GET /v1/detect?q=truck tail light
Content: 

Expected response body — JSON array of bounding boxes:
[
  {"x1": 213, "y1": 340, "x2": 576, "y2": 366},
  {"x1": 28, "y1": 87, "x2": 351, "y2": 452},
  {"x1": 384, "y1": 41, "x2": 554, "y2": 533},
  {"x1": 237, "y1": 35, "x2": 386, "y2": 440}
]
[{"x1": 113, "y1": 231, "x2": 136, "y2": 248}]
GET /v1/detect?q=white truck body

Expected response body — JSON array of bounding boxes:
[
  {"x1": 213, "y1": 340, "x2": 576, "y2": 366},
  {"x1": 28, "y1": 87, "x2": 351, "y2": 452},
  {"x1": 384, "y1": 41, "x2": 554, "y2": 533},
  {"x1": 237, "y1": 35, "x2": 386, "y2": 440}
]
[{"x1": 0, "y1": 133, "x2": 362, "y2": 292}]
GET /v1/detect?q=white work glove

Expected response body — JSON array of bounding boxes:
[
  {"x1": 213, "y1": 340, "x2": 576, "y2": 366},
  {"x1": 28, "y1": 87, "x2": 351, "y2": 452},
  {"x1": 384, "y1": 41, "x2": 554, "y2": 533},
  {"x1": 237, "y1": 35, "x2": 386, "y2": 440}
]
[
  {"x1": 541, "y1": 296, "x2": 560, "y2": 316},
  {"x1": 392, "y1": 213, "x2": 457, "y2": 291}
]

----

*Work to do*
Update each of the rows above by replacing "Expected response body" with "Sample response body" and leaving everything else unchanged.

*Solution*
GET /v1/detect?q=truck tail light
Content: 

Sample response body — JSON array of bounding boxes:
[
  {"x1": 213, "y1": 340, "x2": 576, "y2": 366},
  {"x1": 28, "y1": 87, "x2": 351, "y2": 452},
  {"x1": 384, "y1": 41, "x2": 554, "y2": 533},
  {"x1": 237, "y1": 35, "x2": 386, "y2": 440}
]
[{"x1": 113, "y1": 231, "x2": 136, "y2": 248}]
GET /v1/detect?q=white truck body

Sample response body — JSON array of bounding boxes:
[
  {"x1": 213, "y1": 340, "x2": 576, "y2": 366},
  {"x1": 28, "y1": 87, "x2": 351, "y2": 452},
  {"x1": 384, "y1": 41, "x2": 554, "y2": 533},
  {"x1": 237, "y1": 35, "x2": 386, "y2": 440}
]
[{"x1": 0, "y1": 133, "x2": 362, "y2": 292}]
GET /v1/detect?q=white work glove

Sample response body — JSON array of bounding boxes:
[
  {"x1": 213, "y1": 340, "x2": 576, "y2": 366},
  {"x1": 28, "y1": 87, "x2": 351, "y2": 452},
  {"x1": 384, "y1": 41, "x2": 554, "y2": 533},
  {"x1": 237, "y1": 35, "x2": 386, "y2": 440}
]
[
  {"x1": 541, "y1": 296, "x2": 560, "y2": 316},
  {"x1": 392, "y1": 213, "x2": 457, "y2": 291}
]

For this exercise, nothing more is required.